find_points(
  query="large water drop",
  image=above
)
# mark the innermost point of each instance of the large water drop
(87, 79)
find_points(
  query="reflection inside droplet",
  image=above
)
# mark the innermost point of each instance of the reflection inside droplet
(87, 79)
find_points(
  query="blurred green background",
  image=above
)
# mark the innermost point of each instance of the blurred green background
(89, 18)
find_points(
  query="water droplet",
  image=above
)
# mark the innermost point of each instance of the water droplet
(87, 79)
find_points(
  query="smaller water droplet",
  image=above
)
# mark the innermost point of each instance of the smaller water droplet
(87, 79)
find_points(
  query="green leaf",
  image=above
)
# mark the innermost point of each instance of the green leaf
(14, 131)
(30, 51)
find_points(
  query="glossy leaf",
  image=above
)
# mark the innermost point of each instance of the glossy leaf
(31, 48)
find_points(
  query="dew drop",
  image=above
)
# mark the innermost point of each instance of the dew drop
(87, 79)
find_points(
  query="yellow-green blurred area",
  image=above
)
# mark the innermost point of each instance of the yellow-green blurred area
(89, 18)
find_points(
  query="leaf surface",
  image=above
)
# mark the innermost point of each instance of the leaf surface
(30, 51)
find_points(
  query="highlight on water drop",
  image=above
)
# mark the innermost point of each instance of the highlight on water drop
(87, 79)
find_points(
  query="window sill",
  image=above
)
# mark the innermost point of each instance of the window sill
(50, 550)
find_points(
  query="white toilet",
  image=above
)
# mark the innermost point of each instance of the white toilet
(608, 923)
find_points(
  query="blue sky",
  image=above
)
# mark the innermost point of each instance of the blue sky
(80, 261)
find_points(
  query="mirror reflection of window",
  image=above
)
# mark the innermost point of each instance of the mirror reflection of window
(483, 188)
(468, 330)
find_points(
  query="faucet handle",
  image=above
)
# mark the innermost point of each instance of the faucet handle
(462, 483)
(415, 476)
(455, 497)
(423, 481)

__Task prompt__.
Each of the entries above is to be repeated exactly.

__Your response__.
find_points(
  query="large water drop",
  image=above
)
# mark the innermost point of each instance of the large water drop
(87, 79)
find_points(
  query="reflection inside droplet",
  image=above
)
# mark the innermost point of each instance of the reflection inside droplet
(87, 79)
find_points(
  query="blurred green background",
  image=above
)
# mark the innermost point of each instance of the blurred green background
(89, 18)
find_points(
  query="water droplet",
  image=above
)
# mark the innermost point of each instance of the water droplet
(87, 79)
find_points(
  query="smaller water droplet",
  image=above
)
# mark the innermost point of each instance of the smaller water droplet
(87, 79)
find_points(
  query="green leaf",
  image=above
)
# mark the innermost point of each instance of the green leaf
(14, 131)
(30, 51)
find_points(
  query="glossy leaf",
  image=above
)
# mark the innermost point of each instance of the glossy leaf
(31, 48)
find_points(
  query="dew drop",
  image=above
)
# mark the innermost point of each instance of the dew drop
(87, 79)
find_points(
  query="yellow-green blurred area",
  image=above
)
# mark the innermost point of each instance of the yellow-green blurred area
(89, 18)
find_points(
  query="leaf surface",
  image=above
)
# mark the innermost point of each instance of the leaf surface
(30, 51)
find_points(
  query="highlight on water drop",
  image=above
)
# mark the innermost point of each instance of the highlight on water drop
(87, 79)
find_points(
  query="window sill",
  image=above
)
# mark the innermost point of each instance of the window sill
(50, 550)
find_points(
  query="white toilet",
  image=above
)
# mark the innermost point of each instance of the white toilet
(608, 923)
find_points(
  query="blue sky",
  image=above
)
# mark the innermost point of each instance of the blue sky
(80, 261)
find_points(
  query="mirror reflection of window",
  image=above
)
# mark the innermost point of each instance of the mirror reflection of window
(483, 188)
(468, 330)
find_points(
  query="faucet handle",
  image=above
)
# mark the innermost point of each instance of the faucet handle
(462, 483)
(415, 476)
(455, 497)
(423, 481)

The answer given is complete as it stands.